» Your goal: Among the entries that follow, count the lines that contain the word "below" and say how many there are, writing nothing else.
◆ ◆ ◆ ◆ ◆ ◆ ◆
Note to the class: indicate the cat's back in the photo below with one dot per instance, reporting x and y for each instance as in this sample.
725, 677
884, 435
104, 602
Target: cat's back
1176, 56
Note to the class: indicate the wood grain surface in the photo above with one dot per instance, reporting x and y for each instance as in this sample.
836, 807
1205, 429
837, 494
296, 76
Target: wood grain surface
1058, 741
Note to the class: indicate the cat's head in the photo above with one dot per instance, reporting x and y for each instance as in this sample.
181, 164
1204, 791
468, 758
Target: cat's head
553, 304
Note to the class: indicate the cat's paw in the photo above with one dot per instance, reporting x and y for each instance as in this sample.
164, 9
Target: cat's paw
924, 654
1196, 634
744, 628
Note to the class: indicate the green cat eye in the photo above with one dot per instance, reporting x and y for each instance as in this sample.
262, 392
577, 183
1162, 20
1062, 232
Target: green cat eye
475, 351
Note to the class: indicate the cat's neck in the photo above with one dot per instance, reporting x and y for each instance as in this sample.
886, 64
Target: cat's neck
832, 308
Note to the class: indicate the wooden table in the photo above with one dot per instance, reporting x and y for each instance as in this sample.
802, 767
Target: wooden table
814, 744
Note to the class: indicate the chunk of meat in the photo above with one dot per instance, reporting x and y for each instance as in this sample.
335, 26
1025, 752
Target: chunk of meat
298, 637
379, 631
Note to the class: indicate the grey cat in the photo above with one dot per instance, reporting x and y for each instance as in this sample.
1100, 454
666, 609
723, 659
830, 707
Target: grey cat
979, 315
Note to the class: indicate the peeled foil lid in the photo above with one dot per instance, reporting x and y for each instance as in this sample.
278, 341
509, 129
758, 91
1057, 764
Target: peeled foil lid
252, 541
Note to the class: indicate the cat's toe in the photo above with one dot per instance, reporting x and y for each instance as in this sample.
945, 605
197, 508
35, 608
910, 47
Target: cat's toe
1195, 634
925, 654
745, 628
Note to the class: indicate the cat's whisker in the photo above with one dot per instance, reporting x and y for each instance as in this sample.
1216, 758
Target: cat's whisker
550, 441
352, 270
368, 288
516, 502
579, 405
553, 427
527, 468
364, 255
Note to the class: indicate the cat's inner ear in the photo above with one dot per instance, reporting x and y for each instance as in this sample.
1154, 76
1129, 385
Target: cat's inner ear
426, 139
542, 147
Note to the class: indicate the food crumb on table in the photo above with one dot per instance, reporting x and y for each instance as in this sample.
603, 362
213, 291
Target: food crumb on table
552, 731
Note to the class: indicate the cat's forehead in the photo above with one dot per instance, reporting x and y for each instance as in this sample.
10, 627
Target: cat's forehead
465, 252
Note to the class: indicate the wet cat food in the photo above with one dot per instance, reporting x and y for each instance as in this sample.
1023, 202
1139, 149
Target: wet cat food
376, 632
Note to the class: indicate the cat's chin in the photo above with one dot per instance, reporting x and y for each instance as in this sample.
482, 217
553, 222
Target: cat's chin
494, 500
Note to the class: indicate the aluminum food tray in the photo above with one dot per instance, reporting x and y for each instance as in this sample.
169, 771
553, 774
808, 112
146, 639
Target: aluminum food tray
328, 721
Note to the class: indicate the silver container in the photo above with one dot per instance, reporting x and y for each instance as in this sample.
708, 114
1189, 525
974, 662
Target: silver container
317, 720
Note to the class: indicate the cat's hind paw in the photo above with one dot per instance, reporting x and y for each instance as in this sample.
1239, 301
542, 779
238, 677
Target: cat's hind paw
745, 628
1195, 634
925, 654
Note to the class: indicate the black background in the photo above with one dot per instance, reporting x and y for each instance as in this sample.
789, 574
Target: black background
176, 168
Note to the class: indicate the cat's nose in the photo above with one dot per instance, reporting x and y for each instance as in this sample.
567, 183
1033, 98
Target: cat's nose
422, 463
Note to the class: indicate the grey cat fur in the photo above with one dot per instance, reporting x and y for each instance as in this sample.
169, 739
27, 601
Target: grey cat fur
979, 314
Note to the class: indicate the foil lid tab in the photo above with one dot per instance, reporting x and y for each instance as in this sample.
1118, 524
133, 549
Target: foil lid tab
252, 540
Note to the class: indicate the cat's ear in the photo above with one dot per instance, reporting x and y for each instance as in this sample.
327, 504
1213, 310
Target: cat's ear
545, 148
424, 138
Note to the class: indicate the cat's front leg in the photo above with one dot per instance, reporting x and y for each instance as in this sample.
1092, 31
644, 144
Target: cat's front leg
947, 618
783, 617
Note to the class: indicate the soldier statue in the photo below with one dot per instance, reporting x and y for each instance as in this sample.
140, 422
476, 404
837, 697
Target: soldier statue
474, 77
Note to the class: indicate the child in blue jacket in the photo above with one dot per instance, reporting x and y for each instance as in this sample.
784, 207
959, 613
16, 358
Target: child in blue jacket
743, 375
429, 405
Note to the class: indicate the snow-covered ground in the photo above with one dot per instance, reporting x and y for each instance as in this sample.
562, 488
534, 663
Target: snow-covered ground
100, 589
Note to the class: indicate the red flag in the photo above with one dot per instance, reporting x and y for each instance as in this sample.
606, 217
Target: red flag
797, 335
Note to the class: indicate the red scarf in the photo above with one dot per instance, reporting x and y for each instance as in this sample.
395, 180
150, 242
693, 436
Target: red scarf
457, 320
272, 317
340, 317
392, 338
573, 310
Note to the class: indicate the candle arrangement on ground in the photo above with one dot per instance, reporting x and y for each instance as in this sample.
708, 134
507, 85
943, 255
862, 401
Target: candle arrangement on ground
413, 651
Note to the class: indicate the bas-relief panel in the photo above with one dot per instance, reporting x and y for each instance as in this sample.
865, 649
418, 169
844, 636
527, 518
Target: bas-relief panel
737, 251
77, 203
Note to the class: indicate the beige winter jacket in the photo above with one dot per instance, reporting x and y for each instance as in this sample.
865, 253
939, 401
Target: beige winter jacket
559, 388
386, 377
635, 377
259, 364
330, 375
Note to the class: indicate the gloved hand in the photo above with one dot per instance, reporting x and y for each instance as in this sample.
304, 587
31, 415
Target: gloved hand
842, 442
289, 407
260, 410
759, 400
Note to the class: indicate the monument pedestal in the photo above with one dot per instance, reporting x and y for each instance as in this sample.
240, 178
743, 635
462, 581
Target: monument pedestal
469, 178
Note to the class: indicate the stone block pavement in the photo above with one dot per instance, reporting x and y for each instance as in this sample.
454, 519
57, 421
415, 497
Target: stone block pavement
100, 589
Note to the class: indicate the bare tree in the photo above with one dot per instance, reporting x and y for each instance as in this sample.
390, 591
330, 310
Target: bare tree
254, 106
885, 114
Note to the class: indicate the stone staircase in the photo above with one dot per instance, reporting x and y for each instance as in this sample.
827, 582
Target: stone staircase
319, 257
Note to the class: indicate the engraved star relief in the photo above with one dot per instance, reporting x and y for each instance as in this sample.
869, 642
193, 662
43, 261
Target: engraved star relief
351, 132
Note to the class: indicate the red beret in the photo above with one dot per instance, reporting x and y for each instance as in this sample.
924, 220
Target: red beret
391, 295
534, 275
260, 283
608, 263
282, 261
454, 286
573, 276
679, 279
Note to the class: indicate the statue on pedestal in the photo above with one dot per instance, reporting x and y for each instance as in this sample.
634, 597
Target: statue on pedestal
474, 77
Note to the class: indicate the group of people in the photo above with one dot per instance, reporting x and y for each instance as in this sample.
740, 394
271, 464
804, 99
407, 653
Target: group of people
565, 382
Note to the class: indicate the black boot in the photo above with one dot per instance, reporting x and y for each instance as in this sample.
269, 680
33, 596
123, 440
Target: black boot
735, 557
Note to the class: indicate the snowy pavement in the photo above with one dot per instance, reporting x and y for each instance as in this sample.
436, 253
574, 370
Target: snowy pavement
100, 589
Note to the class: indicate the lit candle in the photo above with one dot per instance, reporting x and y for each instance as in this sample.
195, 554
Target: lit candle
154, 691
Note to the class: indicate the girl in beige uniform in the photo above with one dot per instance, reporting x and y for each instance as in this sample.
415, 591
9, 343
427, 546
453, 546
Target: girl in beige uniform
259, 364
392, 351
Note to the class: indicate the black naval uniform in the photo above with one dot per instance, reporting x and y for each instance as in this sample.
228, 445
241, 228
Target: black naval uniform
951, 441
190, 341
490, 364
◆ ◆ ◆ ◆ ◆ ◆ ◆
» Solution to the exercise: 2